STATED TASK:
Copy word for word the lines in the entries below, from the line with "Could you confirm whether the glowing" up to and including the line with "[[746, 1089, 770, 1114], [671, 1066, 717, 1121]]". Leave the picture out of your copy.

RECORDS SUPPLIED:
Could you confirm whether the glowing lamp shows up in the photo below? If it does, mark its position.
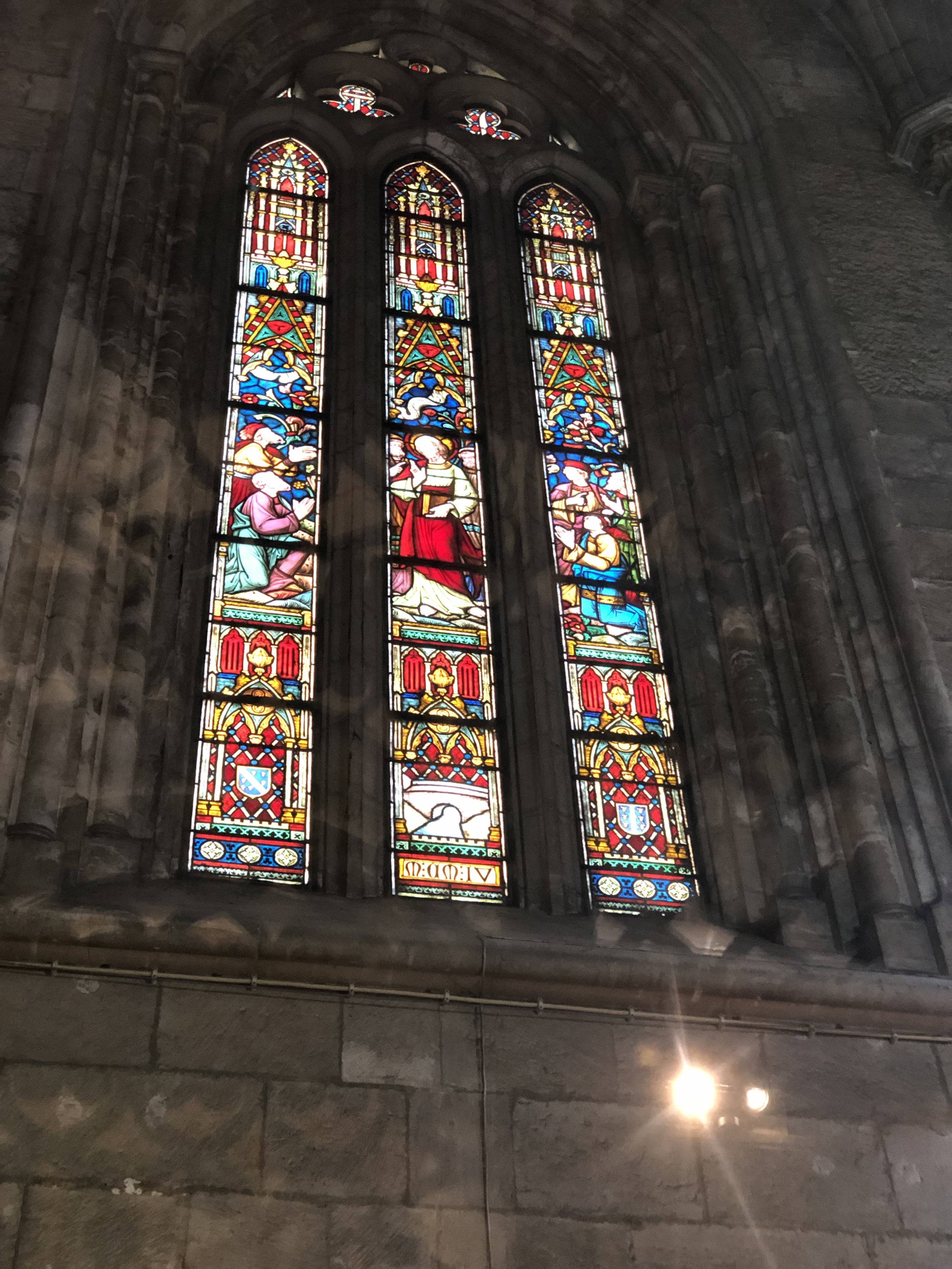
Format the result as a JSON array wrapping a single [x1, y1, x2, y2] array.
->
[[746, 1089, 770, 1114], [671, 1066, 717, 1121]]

==

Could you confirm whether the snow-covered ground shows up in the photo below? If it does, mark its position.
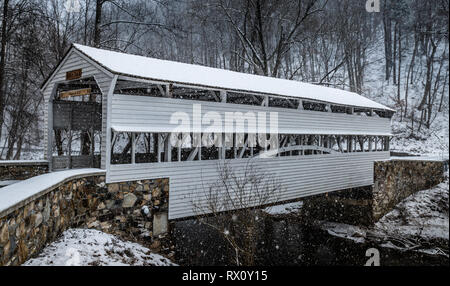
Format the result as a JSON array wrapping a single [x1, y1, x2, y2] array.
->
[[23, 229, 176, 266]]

--

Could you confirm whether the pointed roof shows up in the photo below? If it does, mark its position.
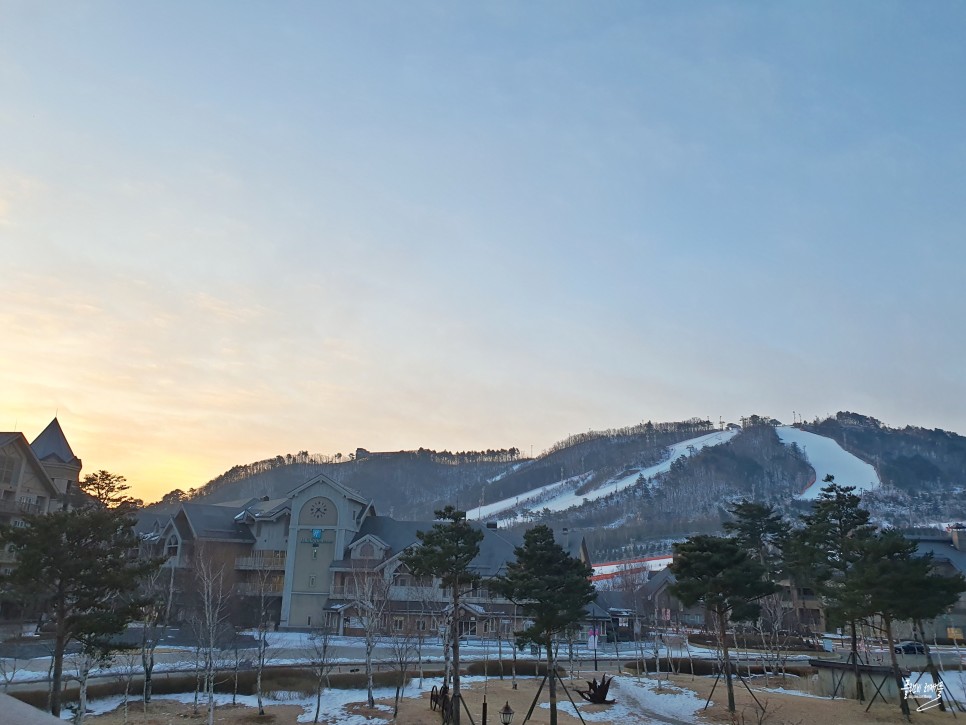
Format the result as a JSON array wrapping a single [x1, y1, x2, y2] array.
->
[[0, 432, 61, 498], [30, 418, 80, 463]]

THE RESPONSE:
Could you confirm whether the glowing lamp shows up in the photo below? If it does, mark its position.
Format the result as a JSON array wrapping a single [x1, y1, x2, y2] array.
->
[[746, 1089, 770, 1114], [671, 1066, 717, 1121]]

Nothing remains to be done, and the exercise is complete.